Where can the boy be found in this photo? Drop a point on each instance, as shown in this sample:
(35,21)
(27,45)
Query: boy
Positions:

++++

▶ _Exercise aim_
Return all the lines above exactly as given.

▶ _Answer section_
Where can the boy be found in this photo? Drop a point on each instance, as shown in this sample:
(35,21)
(27,45)
Query: boy
Positions:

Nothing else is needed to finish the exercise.